## Written problem:
Can you select and copy every line of the data below that contains the word "cover"? Case counts, so match uppercase and lowercase letters exactly.

## Input material:

◇ ◇ ◇ ◇

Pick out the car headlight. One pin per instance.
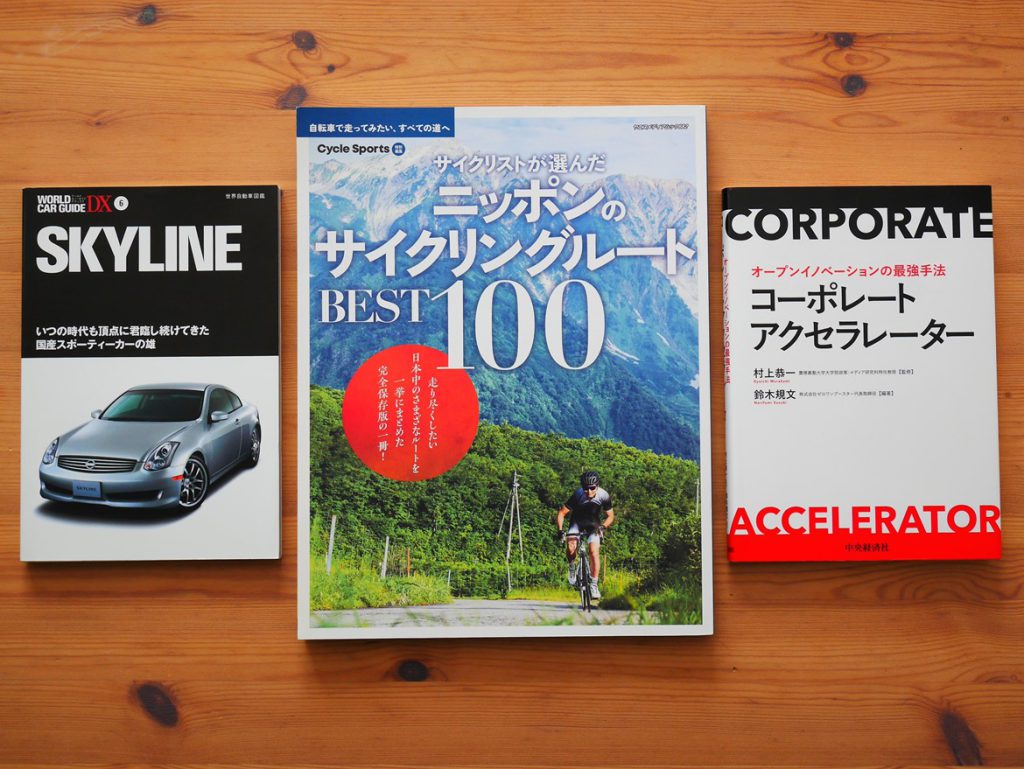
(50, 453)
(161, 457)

◇ ◇ ◇ ◇

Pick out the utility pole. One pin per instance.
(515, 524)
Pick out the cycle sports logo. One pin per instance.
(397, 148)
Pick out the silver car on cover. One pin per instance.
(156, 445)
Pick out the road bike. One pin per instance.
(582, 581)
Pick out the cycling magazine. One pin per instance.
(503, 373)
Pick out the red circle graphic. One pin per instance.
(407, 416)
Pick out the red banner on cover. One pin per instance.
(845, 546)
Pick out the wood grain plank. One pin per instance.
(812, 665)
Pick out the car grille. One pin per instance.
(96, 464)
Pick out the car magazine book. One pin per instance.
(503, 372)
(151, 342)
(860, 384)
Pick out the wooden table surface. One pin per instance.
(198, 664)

◇ ◇ ◇ ◇

## Task result:
Pick out the silver car on cover. One pin per instance.
Pick out the red banner on cover. One pin per instance.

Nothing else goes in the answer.